## WORK ORDER
For the entries below, the result should be an exact transcription of the lines from the one with "the blue painted" up to and including the one with "Indicate the white flake", and only those.

## RECORDS SUPPLIED
++++++++

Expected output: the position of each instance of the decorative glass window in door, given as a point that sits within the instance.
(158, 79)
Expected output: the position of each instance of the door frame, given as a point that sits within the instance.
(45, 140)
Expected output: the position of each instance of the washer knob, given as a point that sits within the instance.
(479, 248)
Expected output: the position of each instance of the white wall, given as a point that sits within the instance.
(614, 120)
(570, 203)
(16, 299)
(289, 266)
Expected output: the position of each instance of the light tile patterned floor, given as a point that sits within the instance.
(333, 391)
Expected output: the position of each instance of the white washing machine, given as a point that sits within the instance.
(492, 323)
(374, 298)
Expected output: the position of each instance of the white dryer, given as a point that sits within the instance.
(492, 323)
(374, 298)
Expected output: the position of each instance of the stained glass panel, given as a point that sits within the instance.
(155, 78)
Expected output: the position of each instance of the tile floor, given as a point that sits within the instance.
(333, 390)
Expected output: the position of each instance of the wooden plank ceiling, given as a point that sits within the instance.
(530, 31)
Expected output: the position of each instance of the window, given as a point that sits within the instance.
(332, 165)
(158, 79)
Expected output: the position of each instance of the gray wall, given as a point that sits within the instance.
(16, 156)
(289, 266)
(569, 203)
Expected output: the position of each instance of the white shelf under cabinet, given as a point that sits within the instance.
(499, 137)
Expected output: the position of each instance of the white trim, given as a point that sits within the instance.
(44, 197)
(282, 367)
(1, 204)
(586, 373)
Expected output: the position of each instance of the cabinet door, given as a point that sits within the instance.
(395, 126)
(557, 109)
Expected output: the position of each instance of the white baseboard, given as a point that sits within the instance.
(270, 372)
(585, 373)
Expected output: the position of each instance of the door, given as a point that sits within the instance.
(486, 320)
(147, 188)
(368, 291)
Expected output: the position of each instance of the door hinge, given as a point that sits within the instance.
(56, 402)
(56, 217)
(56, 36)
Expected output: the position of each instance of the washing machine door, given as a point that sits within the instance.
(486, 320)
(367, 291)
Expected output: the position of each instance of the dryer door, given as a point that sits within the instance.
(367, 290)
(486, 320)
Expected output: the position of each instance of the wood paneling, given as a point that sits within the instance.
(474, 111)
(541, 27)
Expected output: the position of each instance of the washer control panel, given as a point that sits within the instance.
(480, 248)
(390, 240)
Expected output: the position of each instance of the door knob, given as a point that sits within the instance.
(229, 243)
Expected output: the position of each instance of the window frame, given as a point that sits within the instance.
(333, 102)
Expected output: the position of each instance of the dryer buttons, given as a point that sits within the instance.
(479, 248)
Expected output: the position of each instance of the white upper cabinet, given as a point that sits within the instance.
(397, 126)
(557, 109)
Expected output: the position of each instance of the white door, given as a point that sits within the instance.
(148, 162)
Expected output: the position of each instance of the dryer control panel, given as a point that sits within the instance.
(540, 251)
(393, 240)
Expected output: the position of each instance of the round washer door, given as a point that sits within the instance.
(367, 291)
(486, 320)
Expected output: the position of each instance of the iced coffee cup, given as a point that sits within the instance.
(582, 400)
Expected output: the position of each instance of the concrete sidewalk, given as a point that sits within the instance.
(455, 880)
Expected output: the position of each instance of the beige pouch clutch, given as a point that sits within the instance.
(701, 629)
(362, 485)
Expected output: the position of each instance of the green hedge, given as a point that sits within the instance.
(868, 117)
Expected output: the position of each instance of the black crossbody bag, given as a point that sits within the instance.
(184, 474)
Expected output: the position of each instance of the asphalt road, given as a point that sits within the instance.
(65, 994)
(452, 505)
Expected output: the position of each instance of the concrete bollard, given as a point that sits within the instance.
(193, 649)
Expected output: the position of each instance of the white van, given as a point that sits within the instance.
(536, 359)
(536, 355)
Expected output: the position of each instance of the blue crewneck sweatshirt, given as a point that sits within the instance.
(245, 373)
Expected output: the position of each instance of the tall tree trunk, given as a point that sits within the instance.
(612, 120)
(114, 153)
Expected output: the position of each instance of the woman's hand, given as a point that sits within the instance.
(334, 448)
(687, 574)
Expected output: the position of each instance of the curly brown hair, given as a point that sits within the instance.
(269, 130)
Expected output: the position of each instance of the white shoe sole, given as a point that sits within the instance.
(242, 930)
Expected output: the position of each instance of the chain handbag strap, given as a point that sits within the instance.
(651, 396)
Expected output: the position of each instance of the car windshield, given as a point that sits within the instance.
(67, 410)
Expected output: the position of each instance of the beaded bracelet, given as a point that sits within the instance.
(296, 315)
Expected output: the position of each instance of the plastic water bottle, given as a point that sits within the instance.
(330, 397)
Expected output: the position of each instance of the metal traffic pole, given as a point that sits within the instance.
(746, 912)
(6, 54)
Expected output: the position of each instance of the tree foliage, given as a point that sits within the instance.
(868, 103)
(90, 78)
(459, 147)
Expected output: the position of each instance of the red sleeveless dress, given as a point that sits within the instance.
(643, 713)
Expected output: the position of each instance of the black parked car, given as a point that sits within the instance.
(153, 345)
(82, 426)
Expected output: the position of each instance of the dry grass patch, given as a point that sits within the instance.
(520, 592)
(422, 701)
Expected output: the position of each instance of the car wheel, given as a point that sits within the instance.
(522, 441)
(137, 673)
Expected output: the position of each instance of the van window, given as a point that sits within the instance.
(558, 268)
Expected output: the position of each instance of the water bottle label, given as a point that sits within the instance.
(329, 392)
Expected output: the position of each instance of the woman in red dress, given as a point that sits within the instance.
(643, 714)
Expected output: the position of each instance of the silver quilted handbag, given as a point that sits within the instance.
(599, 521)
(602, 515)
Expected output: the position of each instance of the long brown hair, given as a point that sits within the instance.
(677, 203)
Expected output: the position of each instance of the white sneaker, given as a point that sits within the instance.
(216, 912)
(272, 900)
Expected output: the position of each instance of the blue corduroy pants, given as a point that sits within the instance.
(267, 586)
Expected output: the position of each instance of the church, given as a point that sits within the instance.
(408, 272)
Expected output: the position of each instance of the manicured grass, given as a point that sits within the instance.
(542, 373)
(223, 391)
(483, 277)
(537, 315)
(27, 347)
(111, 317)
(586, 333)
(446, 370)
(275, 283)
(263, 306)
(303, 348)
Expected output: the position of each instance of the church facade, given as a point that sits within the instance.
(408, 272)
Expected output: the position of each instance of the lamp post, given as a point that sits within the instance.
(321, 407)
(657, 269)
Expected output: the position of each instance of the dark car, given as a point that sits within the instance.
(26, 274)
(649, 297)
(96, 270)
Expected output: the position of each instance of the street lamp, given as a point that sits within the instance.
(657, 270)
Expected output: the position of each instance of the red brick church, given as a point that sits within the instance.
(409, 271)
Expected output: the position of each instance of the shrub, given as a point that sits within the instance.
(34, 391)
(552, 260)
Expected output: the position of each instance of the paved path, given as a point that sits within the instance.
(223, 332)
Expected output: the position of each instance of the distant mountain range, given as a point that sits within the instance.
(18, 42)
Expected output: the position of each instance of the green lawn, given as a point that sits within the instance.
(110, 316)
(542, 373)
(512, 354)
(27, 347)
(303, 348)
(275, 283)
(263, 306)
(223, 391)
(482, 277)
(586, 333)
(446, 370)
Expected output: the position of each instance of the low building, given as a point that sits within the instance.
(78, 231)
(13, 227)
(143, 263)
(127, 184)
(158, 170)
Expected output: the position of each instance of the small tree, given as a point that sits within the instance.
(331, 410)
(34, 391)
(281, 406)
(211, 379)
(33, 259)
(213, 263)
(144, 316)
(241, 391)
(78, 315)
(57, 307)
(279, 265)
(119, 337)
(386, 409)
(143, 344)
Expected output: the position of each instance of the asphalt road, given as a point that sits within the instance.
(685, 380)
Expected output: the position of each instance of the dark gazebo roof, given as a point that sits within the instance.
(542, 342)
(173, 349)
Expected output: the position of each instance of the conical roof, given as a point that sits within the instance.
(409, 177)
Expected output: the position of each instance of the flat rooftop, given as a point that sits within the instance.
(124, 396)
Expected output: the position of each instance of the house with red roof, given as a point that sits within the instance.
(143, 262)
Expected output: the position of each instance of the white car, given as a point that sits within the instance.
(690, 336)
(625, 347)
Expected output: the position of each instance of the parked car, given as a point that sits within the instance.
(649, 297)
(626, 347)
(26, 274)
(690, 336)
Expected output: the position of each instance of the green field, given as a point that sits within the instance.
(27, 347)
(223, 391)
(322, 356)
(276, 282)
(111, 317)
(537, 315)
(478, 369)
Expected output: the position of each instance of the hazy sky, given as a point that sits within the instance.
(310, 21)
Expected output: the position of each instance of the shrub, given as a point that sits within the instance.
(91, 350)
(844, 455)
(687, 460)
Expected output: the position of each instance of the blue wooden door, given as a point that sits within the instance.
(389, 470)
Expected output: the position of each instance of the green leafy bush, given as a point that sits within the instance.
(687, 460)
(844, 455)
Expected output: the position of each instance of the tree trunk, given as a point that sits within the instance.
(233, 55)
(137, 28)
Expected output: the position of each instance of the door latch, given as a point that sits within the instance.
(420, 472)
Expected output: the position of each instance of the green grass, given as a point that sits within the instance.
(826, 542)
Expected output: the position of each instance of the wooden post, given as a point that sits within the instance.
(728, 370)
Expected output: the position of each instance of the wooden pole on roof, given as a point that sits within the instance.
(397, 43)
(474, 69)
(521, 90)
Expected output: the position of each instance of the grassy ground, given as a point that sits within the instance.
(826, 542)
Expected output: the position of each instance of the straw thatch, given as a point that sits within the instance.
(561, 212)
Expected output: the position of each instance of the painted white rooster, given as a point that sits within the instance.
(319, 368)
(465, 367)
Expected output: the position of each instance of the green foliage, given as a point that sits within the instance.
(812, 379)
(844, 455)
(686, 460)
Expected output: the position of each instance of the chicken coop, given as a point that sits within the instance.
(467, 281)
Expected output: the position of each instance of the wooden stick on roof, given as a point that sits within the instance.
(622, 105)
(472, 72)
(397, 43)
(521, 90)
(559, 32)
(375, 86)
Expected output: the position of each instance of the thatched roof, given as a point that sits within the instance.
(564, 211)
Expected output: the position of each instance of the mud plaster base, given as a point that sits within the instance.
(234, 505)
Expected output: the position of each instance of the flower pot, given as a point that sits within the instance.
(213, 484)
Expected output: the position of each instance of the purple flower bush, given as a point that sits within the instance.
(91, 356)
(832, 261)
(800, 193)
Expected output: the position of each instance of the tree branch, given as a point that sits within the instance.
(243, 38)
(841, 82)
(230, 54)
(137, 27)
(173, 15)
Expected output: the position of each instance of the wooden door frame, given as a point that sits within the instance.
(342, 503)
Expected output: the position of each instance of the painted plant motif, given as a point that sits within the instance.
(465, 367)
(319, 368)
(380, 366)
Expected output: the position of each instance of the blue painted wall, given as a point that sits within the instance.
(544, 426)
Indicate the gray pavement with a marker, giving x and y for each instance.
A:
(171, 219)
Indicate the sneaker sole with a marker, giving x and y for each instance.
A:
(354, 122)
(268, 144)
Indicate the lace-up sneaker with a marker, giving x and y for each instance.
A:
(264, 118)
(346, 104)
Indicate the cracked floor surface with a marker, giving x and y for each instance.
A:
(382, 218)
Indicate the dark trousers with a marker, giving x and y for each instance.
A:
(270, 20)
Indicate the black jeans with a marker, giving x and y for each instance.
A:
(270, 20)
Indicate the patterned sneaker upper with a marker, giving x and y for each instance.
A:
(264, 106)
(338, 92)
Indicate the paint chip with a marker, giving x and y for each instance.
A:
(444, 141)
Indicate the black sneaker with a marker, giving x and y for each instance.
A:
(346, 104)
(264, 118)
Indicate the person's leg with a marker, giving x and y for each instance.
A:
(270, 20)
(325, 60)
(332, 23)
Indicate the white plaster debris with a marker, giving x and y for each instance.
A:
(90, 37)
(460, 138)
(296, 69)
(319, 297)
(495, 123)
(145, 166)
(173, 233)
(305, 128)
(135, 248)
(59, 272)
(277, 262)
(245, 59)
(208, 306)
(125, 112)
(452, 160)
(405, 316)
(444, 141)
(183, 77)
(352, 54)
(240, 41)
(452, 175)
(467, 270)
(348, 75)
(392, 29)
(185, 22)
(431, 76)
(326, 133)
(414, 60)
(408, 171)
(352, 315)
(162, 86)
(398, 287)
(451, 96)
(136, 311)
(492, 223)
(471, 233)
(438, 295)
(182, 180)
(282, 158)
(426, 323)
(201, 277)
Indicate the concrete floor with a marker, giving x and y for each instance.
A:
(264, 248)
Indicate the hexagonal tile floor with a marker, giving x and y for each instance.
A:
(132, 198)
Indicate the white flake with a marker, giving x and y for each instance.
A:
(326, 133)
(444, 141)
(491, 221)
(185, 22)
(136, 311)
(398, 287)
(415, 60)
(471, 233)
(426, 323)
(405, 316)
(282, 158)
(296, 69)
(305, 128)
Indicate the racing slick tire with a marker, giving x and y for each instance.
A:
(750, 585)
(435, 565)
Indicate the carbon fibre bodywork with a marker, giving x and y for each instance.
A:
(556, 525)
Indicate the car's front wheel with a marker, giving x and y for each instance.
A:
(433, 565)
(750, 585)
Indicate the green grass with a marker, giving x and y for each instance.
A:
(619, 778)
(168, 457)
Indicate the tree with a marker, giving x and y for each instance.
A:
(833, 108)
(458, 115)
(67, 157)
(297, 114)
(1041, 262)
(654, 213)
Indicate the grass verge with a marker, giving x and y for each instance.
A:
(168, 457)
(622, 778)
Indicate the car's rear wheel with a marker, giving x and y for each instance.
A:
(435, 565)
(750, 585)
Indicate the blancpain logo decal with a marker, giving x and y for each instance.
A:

++++++++

## EXERCISE OUTPUT
Expected output: the position of each instance of the blue painted wall, given as a point that sits within the instance.
(544, 426)
Indicate the gray pavement with a marker, giving x and y for each instance.
A:
(171, 219)
Indicate the sneaker sole with a marker, giving x and y for each instance.
A:
(354, 122)
(268, 144)
Indicate the lace-up sneaker with a marker, giving x and y for each instance.
A:
(264, 118)
(346, 104)
Indicate the cracked floor surface with a marker, giving x and y for each instance.
A:
(382, 218)
Indicate the dark trousers with a marker, giving x and y for each instance.
A:
(270, 20)
Indicate the black jeans with a marker, giving x and y for each instance.
A:
(270, 20)
Indicate the patterned sneaker upper with a marker, giving x and y for each instance.
A:
(264, 106)
(338, 92)
Indicate the paint chip with a marker, giving x and y for each instance.
A:
(444, 141)
Indicate the black sneaker with a marker, giving x and y for each instance.
A:
(346, 104)
(264, 118)
Indicate the person's leg with a marker, giving x and y for each instance.
A:
(270, 20)
(325, 60)
(332, 23)
Indicate the white plaster debris with a marker, giving x and y for each instance.
A:
(90, 37)
(460, 138)
(296, 69)
(319, 297)
(495, 123)
(145, 166)
(173, 233)
(305, 128)
(135, 248)
(59, 272)
(277, 262)
(245, 59)
(208, 306)
(125, 112)
(452, 160)
(405, 316)
(444, 141)
(183, 77)
(352, 54)
(240, 41)
(452, 175)
(467, 270)
(348, 75)
(392, 29)
(185, 22)
(431, 76)
(326, 133)
(414, 60)
(408, 171)
(352, 315)
(162, 86)
(398, 287)
(451, 96)
(136, 311)
(492, 223)
(471, 233)
(438, 295)
(182, 180)
(282, 158)
(426, 323)
(201, 277)
Indicate the concrete floor with a marker, giving x and y for each instance.
A:
(264, 248)
Indicate the hexagonal tile floor with a marker, giving x and y for each instance.
A:
(132, 198)
Indicate the white flake with a marker, giving x and y for each instance.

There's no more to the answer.